Highlights & Insights¶
- Provides the first falsifiable formal definition of "basic representational units" in LLMs. While previous SAE papers answered this implicitly, this work makes it explicit, establishing an independent anchor for evaluation.
- Bridges sparsity and separation using coherence-RIP from compressed sensing to construct a single scalar metric \(q^*\)—evaluable for any candidate unit (neurons, features, atoms) without requiring thresholds or new models.
- The TSAE identifiability theorem reattributes SAE success/failure from "sufficient data supervision" to "activation functions with hard cutoffs," providing an actionable engineering conclusion: replacing ReLU with JumpReLU/TopK typically unlocks higher \(R^2\).
Limitations & Future Work¶
- Experiments focus solely on the LLM residual stream; whether attention heads, MLP intermediate activations, or diffusion model representations share atomic structures remains a conjecture.
- The cost of grid searching data scale vs. TSAE capacity is extremely high; the 1.9B activation scan was only performed for Gemma2-2B Layer 1. Systematic empirical evidence for "atom scale functions" across layers/models is needed.
- Semantic evaluation via GPT-5.2 + human verification remains statistical and does not provide causal intervention evidence (e.g., "atom \(X\) = semantic \(Y\)"), leaving a gap to circuit-level explanations.
- Practically, inverting \(\bm{S}=(\bm{D}\bm{D}^\top)^{-1}\) for large \(H\) is expensive. The paper estimates this with \((\mathbb{E}[\bm{k}\bm{k}^\top])^{-1}\), though stability under finite samples was not discussed separately.
Related Work & Insights¶
- vs. Cunningham et al. SAE / Anthropic Templeton SAE: Original SAEs use ReLU + L1 with vague definitions and high residuals. This paper proves threshold activations recover atoms, providing a cheap upgrade path for existing SAE pipelines.
- vs. Park et al. (Causal Inner Product): Causal IP is defined on static unembedding space for output tokens; AIP is defined on dynamic, input-dependent hidden representational spaces, allowing more direct analysis of internal representations.
- vs. Bussmann et al. / Chanin et al. on Feature Splitting: Those works treat instability as an empirical phenomenon of SAE training; this paper provides \(q^*\) as a computable stability metric, turning "instability" from a description into an optimizable objective.
Rating¶
- Novelty: ⭐⭐⭐⭐⭐ Moves mechanistic interpretability from "finding features" to "proving features" with a complete theoretical framework.
- Experimental Thoroughness: ⭐⭐⭐⭐ Extensive across multiple models, but grid search was limited to one layer; diffusion models remain a conjecture.
- Writing Quality: ⭐⭐⭐⭐ Clear progression from theorem to remark with full proofs in the appendix; math density in the main text is high.
- Value: ⭐⭐⭐⭐⭐ Offers a specific upgrade path for the SAE community (activation change + capacity matching) and foundational formal infrastructure for interpretability.

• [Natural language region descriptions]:
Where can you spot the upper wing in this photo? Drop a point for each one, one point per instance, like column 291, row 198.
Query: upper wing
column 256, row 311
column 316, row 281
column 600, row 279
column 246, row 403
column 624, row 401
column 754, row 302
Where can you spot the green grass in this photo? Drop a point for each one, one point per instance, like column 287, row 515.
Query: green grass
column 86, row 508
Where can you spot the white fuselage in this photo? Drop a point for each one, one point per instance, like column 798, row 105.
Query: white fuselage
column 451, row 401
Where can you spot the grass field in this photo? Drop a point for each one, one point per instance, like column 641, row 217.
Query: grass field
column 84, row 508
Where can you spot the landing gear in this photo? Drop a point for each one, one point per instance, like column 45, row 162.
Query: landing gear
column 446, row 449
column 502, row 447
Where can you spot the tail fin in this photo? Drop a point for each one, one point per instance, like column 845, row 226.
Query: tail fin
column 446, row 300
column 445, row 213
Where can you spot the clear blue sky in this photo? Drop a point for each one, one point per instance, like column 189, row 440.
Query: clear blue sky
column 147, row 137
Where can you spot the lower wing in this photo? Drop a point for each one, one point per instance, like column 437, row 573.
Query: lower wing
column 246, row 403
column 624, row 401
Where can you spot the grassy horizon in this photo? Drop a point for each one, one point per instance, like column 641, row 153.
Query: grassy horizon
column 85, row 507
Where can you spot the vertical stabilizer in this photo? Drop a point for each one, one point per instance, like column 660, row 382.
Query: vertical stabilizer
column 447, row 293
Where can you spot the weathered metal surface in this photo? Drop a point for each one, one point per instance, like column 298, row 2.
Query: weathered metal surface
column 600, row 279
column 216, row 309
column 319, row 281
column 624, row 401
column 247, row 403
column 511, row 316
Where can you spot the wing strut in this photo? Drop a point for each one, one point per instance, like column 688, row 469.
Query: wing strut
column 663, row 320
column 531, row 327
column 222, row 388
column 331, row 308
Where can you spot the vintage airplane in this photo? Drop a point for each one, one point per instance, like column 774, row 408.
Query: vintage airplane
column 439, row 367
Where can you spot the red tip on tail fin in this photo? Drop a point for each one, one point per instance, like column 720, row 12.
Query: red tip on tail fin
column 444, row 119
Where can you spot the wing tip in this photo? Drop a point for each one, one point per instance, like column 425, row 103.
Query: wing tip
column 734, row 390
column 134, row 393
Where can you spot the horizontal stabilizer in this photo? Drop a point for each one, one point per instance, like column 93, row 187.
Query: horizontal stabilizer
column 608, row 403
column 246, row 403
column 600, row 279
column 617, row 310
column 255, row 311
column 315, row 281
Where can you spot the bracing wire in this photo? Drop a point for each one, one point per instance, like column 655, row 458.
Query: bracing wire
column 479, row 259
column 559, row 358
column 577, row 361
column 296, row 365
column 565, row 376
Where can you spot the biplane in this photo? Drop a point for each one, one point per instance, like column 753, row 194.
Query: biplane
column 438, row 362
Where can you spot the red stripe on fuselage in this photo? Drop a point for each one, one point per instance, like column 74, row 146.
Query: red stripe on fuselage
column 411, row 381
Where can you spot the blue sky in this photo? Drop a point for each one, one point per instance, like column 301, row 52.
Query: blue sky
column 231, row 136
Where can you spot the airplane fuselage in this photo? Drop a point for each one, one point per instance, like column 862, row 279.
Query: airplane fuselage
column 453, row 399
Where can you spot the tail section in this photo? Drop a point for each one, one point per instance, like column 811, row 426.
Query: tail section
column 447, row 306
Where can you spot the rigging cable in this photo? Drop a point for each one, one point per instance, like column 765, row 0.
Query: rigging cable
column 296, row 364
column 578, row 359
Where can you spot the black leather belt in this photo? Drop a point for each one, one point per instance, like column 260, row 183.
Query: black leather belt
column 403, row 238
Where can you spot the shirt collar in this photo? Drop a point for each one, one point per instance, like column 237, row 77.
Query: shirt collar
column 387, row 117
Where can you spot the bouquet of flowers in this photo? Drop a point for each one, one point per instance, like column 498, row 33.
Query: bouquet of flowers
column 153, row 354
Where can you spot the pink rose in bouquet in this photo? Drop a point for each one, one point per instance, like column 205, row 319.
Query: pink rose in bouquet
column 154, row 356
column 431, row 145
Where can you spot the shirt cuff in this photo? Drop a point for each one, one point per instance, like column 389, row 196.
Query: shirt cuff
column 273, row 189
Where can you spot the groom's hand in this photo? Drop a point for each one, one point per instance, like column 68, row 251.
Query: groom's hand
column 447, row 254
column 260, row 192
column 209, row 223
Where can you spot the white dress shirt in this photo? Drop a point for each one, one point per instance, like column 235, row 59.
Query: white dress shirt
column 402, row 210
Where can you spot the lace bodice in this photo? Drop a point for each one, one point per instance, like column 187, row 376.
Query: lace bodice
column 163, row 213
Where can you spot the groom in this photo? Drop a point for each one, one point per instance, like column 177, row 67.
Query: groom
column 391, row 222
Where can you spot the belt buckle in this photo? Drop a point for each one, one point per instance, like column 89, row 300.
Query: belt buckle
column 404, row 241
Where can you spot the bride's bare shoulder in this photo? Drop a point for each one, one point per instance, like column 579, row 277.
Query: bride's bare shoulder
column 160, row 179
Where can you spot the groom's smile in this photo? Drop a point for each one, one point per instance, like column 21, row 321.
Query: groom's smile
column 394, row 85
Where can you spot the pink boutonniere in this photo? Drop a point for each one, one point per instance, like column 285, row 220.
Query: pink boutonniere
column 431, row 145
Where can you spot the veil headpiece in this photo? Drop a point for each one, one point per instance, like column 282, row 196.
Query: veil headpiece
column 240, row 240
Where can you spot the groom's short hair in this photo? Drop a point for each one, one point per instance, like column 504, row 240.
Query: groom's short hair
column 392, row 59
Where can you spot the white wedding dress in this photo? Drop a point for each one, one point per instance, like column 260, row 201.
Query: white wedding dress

• [Exercise prompt]: From the review of the sparse autoencoder paper, reproduce word for word the passage starting with "- Bridges sparsity" and going on through "remains a conjecture.".

• [Exercise result]:
- Bridges sparsity and separation using coherence-RIP from compressed sensing to construct a single scalar metric \(q^*\)—evaluable for any candidate unit (neurons, features, atoms) without requiring thresholds or new models.
- The TSAE identifiability theorem reattributes SAE success/failure from "sufficient data supervision" to "activation functions with hard cutoffs," providing an actionable engineering conclusion: replacing ReLU with JumpReLU/TopK typically unlocks higher \(R^2\).
Limitations & Future Work¶
- Experiments focus solely on the LLM residual stream; whether attention heads, MLP intermediate activations, or diffusion model representations share atomic structures remains a conjecture.